**Task goal:** Lines containing the word "each" are the ones to copy from the records below.
(Source material begins)
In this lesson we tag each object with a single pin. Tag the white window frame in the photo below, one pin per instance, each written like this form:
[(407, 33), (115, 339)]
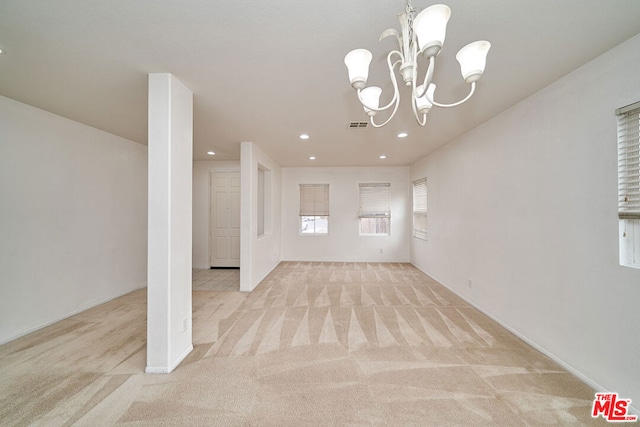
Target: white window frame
[(375, 206), (629, 184), (419, 203), (314, 209)]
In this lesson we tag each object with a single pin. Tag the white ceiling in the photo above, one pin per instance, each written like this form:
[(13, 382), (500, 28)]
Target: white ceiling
[(268, 71)]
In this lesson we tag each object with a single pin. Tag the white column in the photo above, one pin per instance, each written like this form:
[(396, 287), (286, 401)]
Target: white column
[(169, 337)]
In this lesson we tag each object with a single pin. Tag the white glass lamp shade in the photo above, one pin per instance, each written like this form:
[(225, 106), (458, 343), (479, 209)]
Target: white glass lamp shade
[(430, 26), (370, 99), (423, 104), (473, 59), (357, 62)]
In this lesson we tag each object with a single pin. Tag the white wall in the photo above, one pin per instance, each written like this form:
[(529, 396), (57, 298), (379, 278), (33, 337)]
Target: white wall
[(259, 255), (169, 305), (344, 242), (201, 200), (73, 217), (525, 206)]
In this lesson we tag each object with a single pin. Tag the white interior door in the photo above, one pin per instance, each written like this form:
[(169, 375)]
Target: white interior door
[(224, 240)]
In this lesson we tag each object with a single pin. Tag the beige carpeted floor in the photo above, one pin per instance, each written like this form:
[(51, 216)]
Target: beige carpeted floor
[(314, 344)]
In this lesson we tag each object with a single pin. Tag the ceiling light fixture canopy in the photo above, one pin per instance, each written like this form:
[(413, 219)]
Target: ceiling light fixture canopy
[(422, 35)]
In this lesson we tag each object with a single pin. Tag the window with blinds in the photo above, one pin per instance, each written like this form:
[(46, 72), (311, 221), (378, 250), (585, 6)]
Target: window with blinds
[(375, 209), (629, 184), (314, 208), (420, 209)]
(Source material ends)
**Task response:**
In this lesson we tag each object with a single pin. Tag the white window frame in the photo below, one pin per instance, each written like this form:
In this lesson we tag each object with a single pin. Tag the white ceiling in the photo above, one pin per instance, each written like this form:
In this lesson we tag each object with a single pin. Tag the white column in the photo above, one pin per instance, each written like this form:
In this lesson we tag each object with a single pin. Tag the white glass lamp shade in the photo above, one pin per instance, each written like this form:
In this lesson we tag each object with a single pin. Tag the white wall in the photo above, one pin per instance, each written like this form:
In this lesson we tag each object with a single pin. Tag the white interior door in the photo above, one pin per instance, each written like this form:
In this lesson we tag each object with a single pin. Tag the beige carpeted floor in the photo above, one pin per instance, each written like this form:
In this lesson we tag each object with a single pin. Tag the ceiling light fixture canopy in the photo above, one pin per instance, each written like this form:
In this lesson we tag each object with a single pin. Tag the window with blinds in the photo above, one pin per instance, each written like this form:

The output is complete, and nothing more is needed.